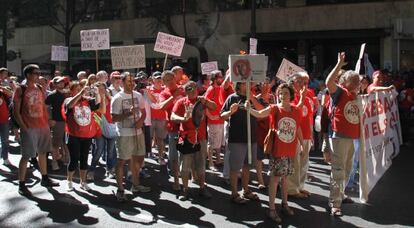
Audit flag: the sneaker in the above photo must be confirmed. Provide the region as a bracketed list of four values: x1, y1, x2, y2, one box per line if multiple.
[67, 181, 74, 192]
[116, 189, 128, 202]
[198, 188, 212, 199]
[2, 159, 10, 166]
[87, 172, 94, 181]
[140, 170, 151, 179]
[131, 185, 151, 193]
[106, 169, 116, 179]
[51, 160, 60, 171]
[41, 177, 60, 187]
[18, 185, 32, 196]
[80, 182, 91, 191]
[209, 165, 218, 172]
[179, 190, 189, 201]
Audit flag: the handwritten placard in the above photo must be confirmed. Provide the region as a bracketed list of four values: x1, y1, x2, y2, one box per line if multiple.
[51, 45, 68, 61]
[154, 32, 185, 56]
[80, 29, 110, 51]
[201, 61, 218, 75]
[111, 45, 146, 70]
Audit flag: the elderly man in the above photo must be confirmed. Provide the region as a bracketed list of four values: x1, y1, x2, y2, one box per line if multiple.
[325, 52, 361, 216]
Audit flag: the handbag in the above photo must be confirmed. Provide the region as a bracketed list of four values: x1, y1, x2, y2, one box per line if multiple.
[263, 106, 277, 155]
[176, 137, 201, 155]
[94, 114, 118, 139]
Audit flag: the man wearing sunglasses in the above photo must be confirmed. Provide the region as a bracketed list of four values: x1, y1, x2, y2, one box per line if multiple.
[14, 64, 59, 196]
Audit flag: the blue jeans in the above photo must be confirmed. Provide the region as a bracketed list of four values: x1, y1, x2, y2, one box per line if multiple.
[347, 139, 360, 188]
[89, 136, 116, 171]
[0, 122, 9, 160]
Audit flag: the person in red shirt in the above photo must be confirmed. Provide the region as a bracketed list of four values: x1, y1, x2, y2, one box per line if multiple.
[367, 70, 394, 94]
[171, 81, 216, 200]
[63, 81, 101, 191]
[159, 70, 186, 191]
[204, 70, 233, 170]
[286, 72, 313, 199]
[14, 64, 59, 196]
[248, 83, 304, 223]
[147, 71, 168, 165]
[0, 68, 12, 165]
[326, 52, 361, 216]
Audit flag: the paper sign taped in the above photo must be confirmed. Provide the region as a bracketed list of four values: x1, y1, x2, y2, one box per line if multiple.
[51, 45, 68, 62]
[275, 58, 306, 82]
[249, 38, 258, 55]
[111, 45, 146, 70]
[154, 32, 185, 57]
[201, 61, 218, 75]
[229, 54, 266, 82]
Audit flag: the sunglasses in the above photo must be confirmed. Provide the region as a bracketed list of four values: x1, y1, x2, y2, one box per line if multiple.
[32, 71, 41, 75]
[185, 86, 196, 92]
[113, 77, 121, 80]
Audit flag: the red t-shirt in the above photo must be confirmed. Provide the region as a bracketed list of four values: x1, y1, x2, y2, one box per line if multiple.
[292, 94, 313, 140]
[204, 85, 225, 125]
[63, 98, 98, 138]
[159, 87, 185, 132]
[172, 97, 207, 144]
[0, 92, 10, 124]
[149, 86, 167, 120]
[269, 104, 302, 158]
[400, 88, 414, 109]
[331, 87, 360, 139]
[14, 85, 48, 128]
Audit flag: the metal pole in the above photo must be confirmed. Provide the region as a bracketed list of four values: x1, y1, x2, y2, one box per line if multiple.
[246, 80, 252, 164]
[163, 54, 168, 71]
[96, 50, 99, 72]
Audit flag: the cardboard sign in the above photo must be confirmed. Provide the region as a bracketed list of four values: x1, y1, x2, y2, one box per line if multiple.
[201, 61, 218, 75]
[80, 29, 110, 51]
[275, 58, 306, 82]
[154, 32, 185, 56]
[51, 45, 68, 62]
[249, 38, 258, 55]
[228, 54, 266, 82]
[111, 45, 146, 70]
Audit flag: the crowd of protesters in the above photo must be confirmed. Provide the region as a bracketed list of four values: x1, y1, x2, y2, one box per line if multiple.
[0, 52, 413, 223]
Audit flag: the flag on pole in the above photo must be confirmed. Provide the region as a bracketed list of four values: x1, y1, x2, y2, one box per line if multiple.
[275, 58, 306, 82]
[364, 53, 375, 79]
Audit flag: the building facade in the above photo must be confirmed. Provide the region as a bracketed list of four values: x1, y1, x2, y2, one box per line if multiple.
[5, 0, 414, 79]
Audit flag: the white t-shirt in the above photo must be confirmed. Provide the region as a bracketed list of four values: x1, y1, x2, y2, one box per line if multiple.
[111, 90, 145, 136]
##########
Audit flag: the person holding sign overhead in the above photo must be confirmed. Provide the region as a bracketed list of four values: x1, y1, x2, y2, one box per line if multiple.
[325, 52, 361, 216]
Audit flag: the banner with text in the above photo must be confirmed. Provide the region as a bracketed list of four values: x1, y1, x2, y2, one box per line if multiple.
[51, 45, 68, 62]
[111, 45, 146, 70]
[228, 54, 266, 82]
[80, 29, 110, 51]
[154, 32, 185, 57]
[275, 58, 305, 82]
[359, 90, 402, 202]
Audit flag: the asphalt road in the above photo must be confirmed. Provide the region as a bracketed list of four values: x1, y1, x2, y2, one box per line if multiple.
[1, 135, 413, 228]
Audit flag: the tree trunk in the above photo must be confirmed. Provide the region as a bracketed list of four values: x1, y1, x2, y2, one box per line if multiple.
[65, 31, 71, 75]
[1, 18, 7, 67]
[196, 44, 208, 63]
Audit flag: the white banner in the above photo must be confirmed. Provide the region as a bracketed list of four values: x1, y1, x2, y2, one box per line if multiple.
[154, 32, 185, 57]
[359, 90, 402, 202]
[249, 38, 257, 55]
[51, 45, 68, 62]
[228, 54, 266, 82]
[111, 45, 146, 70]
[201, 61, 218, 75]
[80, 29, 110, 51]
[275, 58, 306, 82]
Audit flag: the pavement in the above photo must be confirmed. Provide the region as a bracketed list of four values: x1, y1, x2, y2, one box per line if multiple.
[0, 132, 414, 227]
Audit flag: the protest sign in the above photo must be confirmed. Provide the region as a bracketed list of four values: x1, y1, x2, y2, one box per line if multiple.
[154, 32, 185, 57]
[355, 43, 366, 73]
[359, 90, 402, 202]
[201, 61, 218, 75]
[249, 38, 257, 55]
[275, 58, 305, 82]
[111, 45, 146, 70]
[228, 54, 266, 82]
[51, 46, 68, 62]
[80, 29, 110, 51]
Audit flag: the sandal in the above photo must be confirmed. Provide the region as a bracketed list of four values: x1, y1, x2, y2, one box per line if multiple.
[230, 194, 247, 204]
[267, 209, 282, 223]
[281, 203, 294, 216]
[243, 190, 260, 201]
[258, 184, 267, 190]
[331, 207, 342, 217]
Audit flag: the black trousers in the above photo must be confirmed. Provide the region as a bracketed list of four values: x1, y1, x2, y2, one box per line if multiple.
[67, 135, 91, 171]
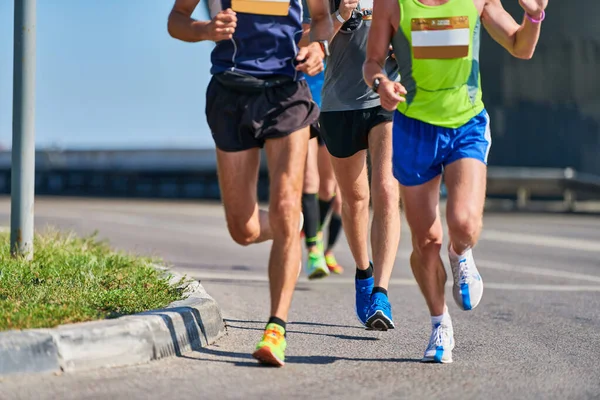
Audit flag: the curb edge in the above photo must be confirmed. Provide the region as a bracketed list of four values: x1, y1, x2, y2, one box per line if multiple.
##########
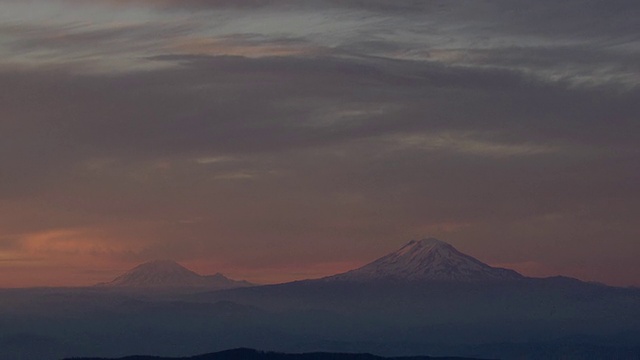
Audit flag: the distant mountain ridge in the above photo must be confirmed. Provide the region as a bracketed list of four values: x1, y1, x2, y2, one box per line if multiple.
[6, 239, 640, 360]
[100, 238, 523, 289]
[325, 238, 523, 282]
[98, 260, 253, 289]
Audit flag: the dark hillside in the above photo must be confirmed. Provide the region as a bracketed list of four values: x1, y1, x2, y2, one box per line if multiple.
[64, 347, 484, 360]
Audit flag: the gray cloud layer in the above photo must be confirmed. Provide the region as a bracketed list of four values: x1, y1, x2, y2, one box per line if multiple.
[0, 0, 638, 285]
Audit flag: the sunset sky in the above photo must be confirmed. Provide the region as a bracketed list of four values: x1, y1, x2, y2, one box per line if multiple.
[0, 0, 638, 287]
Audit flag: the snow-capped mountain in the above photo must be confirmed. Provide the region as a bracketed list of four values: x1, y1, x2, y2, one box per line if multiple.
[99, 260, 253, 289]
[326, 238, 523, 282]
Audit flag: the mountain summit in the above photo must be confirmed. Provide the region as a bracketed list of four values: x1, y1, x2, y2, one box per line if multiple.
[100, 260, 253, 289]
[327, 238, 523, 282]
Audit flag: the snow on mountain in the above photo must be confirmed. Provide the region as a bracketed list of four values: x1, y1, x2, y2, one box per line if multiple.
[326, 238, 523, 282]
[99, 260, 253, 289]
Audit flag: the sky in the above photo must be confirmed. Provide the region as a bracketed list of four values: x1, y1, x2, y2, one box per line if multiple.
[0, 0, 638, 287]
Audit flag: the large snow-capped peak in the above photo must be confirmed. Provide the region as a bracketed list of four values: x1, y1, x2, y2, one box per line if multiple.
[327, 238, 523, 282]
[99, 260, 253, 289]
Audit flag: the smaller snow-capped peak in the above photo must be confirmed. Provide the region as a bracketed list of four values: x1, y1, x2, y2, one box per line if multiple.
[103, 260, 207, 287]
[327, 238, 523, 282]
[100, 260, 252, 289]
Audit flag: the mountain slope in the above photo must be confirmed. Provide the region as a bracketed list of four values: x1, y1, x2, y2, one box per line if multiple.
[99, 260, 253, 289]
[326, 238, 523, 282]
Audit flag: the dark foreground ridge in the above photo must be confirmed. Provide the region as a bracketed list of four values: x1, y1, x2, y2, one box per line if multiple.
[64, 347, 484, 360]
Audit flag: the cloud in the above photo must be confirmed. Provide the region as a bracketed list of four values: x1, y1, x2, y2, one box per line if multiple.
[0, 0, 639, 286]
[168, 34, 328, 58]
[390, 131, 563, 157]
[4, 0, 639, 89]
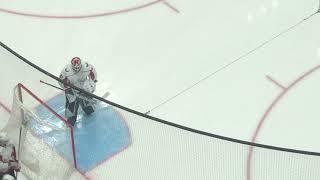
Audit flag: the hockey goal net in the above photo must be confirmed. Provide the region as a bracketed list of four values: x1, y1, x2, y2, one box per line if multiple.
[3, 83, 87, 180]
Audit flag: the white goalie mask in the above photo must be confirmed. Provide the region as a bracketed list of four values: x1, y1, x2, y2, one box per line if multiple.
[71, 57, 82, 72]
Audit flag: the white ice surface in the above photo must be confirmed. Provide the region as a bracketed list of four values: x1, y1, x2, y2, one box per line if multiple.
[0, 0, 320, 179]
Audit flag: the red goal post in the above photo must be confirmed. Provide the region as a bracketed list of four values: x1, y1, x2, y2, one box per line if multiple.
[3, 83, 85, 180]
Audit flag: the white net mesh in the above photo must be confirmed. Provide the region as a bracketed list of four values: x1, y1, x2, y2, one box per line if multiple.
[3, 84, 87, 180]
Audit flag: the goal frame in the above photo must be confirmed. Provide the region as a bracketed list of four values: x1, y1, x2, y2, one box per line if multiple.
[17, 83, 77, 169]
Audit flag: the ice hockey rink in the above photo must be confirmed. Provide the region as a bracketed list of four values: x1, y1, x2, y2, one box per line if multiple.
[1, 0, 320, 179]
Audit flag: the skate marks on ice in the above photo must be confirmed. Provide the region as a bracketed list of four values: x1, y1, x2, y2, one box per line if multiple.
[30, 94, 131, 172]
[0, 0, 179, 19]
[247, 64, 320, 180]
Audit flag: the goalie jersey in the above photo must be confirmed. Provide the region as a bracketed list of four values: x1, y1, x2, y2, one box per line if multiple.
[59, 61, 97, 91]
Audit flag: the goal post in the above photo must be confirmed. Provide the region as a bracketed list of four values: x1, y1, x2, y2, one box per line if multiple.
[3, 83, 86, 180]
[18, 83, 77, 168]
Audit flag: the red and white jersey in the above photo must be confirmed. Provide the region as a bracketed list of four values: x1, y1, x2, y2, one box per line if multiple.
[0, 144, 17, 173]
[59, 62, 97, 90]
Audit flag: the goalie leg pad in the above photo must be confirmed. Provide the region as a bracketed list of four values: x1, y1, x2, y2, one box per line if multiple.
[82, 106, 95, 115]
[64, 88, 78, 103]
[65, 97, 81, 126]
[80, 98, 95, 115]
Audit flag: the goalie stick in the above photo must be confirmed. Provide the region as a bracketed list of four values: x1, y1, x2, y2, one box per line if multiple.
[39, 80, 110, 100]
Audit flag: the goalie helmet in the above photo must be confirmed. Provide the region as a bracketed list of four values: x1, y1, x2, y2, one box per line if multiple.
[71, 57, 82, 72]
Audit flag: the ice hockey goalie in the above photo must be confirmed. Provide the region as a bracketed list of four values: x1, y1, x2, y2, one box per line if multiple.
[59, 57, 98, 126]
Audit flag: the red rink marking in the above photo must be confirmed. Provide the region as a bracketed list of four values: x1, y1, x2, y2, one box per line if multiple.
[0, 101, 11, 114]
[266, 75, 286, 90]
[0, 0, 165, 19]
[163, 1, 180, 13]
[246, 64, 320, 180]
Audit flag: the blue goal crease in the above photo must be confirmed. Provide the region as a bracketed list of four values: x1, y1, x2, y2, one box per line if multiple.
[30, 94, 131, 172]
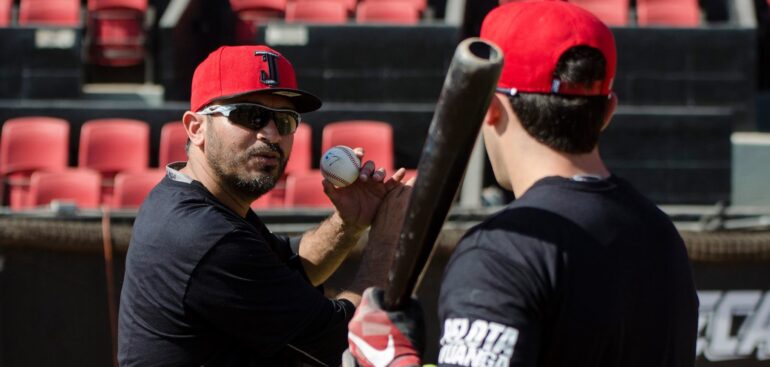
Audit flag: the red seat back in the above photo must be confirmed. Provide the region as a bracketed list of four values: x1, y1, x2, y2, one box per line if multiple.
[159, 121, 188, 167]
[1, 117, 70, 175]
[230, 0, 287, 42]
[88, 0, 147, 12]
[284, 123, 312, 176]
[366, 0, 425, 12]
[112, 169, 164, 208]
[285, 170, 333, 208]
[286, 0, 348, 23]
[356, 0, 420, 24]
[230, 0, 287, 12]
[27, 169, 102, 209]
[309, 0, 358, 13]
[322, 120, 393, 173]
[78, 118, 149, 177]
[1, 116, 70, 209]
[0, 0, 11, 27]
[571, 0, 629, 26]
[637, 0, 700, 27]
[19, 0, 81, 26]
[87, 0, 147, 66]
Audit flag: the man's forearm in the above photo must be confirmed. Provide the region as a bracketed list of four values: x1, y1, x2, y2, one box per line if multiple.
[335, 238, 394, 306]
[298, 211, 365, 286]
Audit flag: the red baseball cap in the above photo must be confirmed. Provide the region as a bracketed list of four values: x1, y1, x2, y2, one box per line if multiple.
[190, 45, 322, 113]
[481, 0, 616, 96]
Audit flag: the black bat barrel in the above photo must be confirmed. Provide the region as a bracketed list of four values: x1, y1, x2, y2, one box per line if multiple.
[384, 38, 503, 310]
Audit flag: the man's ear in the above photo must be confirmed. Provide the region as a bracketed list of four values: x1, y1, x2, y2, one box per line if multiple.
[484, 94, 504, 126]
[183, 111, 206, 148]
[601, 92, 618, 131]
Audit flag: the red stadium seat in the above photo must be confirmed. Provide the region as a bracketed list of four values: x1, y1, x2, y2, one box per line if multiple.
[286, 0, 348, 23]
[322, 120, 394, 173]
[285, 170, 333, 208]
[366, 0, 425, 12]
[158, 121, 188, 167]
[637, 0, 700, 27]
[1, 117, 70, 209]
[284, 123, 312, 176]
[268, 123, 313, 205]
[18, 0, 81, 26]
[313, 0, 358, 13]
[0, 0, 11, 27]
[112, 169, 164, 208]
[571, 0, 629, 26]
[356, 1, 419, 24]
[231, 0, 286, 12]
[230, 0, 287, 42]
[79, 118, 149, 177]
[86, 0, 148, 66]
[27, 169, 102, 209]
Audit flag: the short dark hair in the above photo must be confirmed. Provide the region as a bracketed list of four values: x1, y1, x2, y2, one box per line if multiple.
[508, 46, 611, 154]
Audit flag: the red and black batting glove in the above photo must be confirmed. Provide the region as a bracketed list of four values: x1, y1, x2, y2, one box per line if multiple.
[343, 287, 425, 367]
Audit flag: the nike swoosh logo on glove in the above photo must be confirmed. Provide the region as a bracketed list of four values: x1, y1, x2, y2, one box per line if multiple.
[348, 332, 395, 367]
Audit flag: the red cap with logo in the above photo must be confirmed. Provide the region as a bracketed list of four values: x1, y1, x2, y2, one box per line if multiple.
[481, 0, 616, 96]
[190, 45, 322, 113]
##########
* [WORK ORDER]:
Give back exactly the lines of the listing above from the one that contains "Audit flag: the sandal" up to and including the one that contains "Audit flag: the curb", but not the pictures, and no other lines.

* [YOUR SOLUTION]:
Audit flag: the sandal in the above photo must be confirmed. Provide the region as a bracketed list of four values: x1, y1, x2, y2, one box per line if multiple.
[230, 194, 247, 204]
[267, 209, 282, 223]
[281, 203, 294, 216]
[243, 190, 260, 201]
[258, 184, 267, 190]
[331, 207, 342, 217]
Audit flag: the black trousers in the above photo must be confirmed. Provide the region as a bracketed list of four values: x1, y1, x2, y2, one box per line if multiple.
[67, 135, 91, 171]
Audit flag: the curb edge in the above photo must be confirmed. Provide the region as a bracketed list of four values: x1, y1, x2, y2, one box per line if multiple.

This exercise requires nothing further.